**What you have to do:** Leave out the pictures, and quote exactly the lines running from the one with "In this picture, where can the shirt pocket" through the last line of the entries below.

==================================================

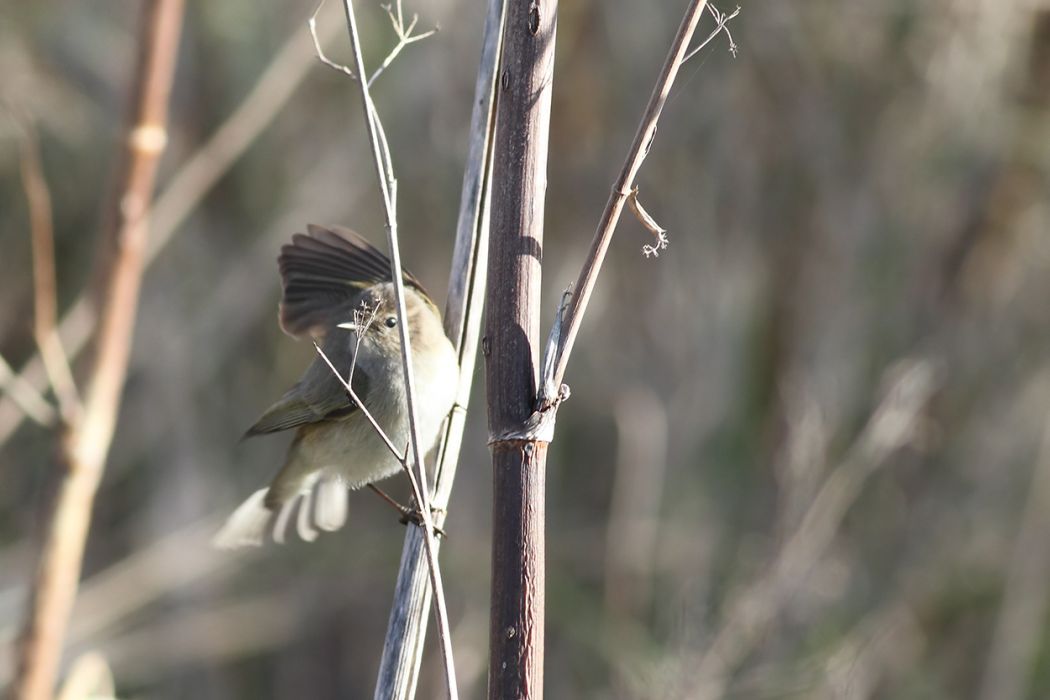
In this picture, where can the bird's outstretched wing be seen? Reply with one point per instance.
(322, 272)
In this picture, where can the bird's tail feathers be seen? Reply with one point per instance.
(320, 503)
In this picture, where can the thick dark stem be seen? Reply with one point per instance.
(511, 349)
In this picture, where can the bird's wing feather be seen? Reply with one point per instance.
(322, 272)
(318, 397)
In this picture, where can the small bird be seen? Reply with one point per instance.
(338, 290)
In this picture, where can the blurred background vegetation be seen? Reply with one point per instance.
(806, 452)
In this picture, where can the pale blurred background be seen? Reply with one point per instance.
(804, 451)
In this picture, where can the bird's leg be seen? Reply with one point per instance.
(407, 514)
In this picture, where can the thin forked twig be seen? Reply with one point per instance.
(387, 187)
(721, 24)
(25, 396)
(622, 191)
(364, 410)
(44, 288)
(397, 21)
(406, 630)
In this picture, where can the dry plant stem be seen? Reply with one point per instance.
(186, 190)
(406, 630)
(387, 186)
(44, 287)
(25, 397)
(511, 351)
(86, 443)
(625, 183)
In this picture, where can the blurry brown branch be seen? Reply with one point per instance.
(85, 443)
(387, 188)
(44, 288)
(511, 348)
(184, 193)
(893, 424)
(406, 630)
(622, 191)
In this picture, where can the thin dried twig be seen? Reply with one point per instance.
(721, 24)
(387, 187)
(403, 34)
(25, 396)
(406, 630)
(85, 443)
(368, 415)
(45, 292)
(621, 193)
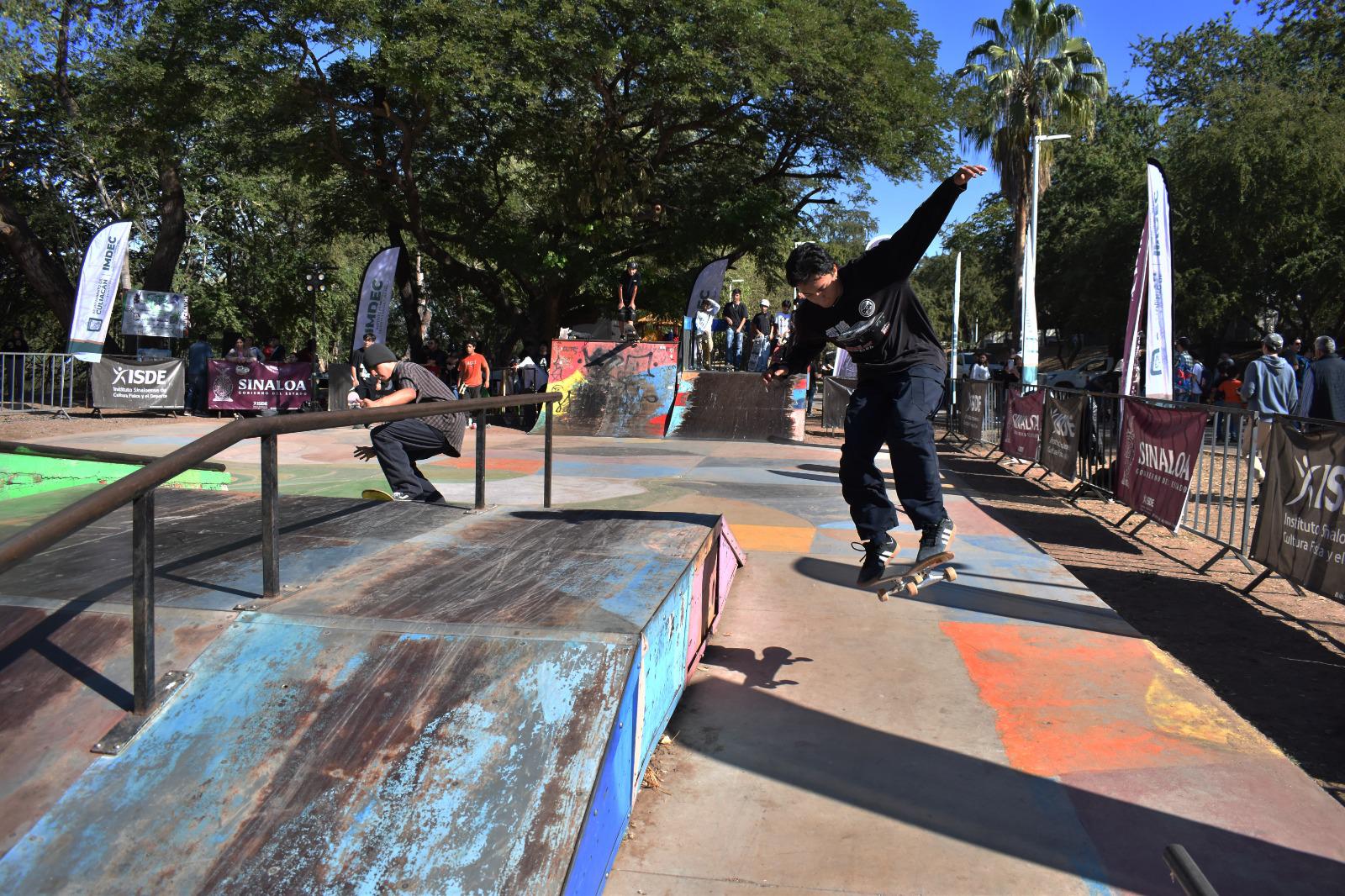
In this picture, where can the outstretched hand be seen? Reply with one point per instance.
(968, 172)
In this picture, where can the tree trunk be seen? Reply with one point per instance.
(172, 229)
(46, 276)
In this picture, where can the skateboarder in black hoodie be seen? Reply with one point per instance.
(868, 308)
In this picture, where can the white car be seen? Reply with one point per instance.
(1079, 376)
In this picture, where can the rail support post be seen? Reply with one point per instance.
(269, 519)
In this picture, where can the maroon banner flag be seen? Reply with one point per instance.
(256, 387)
(1158, 451)
(1022, 424)
(1301, 526)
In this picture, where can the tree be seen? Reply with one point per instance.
(1028, 76)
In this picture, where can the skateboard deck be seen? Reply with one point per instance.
(916, 576)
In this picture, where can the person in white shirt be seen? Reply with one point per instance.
(704, 331)
(981, 370)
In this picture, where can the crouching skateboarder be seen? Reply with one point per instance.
(868, 308)
(401, 443)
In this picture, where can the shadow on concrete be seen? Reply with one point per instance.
(759, 673)
(981, 802)
(982, 600)
(1273, 673)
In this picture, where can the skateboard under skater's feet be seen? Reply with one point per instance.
(916, 576)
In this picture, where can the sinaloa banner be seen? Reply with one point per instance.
(1301, 528)
(120, 382)
(1021, 435)
(257, 387)
(154, 314)
(974, 409)
(1063, 420)
(1158, 451)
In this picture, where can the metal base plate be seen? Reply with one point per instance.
(131, 724)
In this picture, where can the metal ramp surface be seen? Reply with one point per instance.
(611, 387)
(713, 403)
(440, 703)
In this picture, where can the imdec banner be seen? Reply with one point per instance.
(1158, 450)
(119, 382)
(1021, 435)
(1301, 526)
(98, 291)
(1063, 421)
(256, 387)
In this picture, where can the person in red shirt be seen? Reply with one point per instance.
(472, 373)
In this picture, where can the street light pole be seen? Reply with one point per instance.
(1029, 271)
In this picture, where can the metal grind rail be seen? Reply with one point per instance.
(138, 488)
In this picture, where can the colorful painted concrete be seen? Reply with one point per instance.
(611, 387)
(713, 403)
(1005, 734)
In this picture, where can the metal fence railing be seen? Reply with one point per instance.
(38, 382)
(1224, 486)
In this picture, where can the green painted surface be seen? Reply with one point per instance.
(26, 475)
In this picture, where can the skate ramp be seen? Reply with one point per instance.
(440, 703)
(611, 387)
(713, 403)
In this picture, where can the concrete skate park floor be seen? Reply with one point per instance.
(1005, 734)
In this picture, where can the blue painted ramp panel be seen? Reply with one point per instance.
(307, 759)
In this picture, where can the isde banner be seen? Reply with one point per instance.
(1301, 526)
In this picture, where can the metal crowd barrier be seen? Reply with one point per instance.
(33, 382)
(1221, 506)
(138, 488)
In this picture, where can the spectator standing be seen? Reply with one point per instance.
(762, 331)
(1324, 383)
(474, 373)
(13, 346)
(1269, 387)
(736, 318)
(625, 291)
(705, 331)
(198, 374)
(1185, 380)
(981, 370)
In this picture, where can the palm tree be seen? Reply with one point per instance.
(1031, 74)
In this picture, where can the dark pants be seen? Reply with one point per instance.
(400, 444)
(894, 409)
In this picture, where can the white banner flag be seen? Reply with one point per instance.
(98, 291)
(1158, 326)
(1029, 308)
(376, 298)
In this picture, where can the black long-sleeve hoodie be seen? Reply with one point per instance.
(878, 318)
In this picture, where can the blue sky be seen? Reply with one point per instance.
(1111, 26)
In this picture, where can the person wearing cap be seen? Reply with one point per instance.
(400, 444)
(763, 329)
(869, 308)
(736, 320)
(625, 293)
(1269, 387)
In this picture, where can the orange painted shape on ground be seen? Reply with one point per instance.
(1069, 701)
(525, 466)
(791, 540)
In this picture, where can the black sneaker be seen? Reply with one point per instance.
(878, 552)
(934, 539)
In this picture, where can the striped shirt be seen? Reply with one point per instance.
(408, 374)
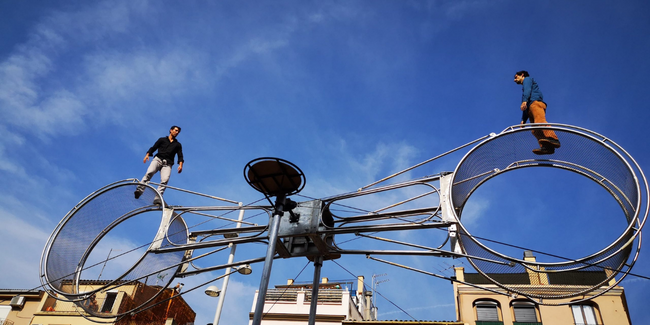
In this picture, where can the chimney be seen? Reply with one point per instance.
(536, 278)
(360, 285)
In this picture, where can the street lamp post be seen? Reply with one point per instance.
(241, 269)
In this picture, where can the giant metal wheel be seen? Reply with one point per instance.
(310, 228)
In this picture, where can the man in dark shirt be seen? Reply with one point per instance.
(533, 107)
(168, 147)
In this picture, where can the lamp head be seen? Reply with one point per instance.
(213, 291)
(245, 269)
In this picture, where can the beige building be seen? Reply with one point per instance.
(37, 307)
(482, 307)
(338, 304)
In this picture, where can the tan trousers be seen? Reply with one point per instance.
(537, 114)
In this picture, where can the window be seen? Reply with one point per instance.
(487, 310)
(584, 315)
(525, 311)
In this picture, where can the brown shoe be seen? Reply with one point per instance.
(544, 151)
(550, 142)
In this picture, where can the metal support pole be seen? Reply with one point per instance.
(318, 262)
(268, 261)
(231, 258)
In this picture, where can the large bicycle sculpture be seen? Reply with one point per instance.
(311, 228)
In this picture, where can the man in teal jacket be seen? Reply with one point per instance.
(534, 108)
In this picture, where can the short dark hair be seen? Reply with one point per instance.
(522, 72)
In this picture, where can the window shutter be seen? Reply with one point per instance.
(488, 313)
(525, 314)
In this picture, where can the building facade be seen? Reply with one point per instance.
(38, 308)
(483, 307)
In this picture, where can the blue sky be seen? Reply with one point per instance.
(350, 91)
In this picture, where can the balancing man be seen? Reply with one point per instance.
(534, 108)
(168, 147)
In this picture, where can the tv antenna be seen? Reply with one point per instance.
(309, 228)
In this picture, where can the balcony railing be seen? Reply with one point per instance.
(6, 322)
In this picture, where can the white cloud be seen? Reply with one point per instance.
(23, 253)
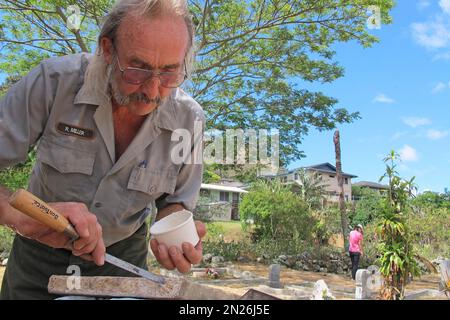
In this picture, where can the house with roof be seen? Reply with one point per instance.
(219, 201)
(328, 175)
(380, 188)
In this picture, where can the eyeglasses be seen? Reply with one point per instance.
(137, 76)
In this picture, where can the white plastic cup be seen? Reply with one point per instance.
(175, 229)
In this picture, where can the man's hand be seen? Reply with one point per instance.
(171, 258)
(89, 246)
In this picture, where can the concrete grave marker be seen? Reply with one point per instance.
(274, 276)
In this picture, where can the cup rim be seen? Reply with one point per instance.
(174, 227)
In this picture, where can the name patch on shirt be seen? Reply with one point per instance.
(75, 131)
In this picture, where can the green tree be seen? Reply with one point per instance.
(250, 55)
(310, 187)
(277, 213)
(396, 243)
(368, 207)
(432, 200)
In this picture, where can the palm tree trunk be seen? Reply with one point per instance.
(344, 221)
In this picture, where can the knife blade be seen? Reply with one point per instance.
(133, 269)
(37, 209)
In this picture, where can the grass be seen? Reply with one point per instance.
(230, 231)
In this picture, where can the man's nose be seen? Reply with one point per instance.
(151, 87)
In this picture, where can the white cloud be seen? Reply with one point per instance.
(398, 135)
(445, 6)
(382, 98)
(423, 4)
(432, 35)
(435, 33)
(441, 56)
(416, 122)
(408, 153)
(440, 86)
(436, 134)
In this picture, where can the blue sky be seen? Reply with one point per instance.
(401, 87)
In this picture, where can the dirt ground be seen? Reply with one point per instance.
(302, 278)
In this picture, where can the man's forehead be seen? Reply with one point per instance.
(153, 40)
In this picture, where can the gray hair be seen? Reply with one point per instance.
(143, 8)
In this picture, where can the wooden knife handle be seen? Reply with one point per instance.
(37, 209)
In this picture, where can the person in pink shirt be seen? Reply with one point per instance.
(355, 248)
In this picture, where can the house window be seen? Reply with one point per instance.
(205, 193)
(224, 196)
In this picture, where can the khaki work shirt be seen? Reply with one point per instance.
(72, 125)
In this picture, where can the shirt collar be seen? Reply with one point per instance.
(93, 93)
(96, 94)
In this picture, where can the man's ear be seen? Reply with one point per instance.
(107, 49)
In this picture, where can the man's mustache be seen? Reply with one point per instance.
(142, 97)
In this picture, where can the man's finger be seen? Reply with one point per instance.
(162, 255)
(180, 261)
(201, 228)
(193, 255)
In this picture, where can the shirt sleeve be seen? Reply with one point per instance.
(189, 179)
(23, 114)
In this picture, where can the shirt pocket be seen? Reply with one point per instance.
(66, 159)
(65, 173)
(152, 182)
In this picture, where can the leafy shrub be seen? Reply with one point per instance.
(228, 250)
(277, 213)
(17, 176)
(6, 239)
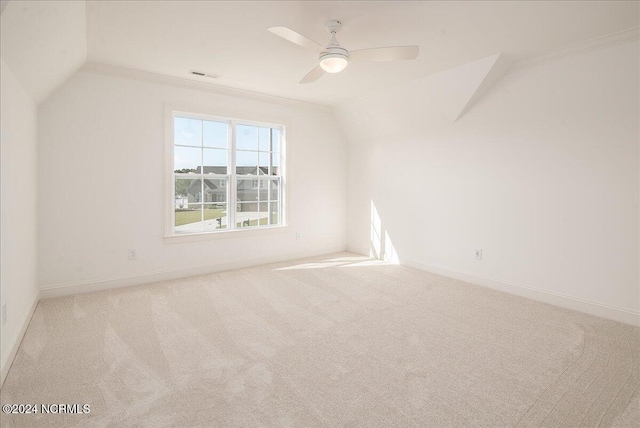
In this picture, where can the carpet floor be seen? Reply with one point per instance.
(340, 340)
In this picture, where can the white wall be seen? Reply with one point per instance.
(542, 173)
(44, 43)
(102, 185)
(18, 285)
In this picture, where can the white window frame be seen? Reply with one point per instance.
(170, 234)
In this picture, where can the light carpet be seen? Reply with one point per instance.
(331, 341)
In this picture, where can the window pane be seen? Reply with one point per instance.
(247, 214)
(215, 190)
(215, 161)
(275, 140)
(274, 212)
(263, 215)
(275, 164)
(264, 139)
(187, 132)
(186, 159)
(274, 194)
(189, 218)
(187, 191)
(247, 190)
(215, 217)
(246, 163)
(214, 134)
(264, 164)
(247, 137)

==================================================

**Full output:**
In this picture, where can the shirt pocket be seen? Reply with one point per instance.
(66, 159)
(65, 173)
(152, 182)
In this picture, where can the leafy shrub be seen? Reply with one point per instance.
(228, 250)
(277, 213)
(17, 176)
(6, 239)
In this picture, where can the carpet floor be seen? Reply with one point per instance.
(340, 340)
In this picture, where can the white wall be seen? Reply with one point per instance.
(542, 173)
(44, 43)
(102, 185)
(18, 285)
In this picture, where can the white window frame be seen? Reply with one point per instance.
(170, 234)
In this picture, where can the light carpet be seen? Reply with one point per instance.
(331, 341)
In this picture, where can the window pane be seen? Reply with one point per instance.
(247, 214)
(215, 190)
(215, 161)
(275, 140)
(274, 212)
(263, 215)
(275, 164)
(264, 139)
(187, 132)
(186, 159)
(274, 194)
(189, 218)
(187, 191)
(247, 190)
(215, 217)
(246, 163)
(214, 134)
(264, 164)
(247, 137)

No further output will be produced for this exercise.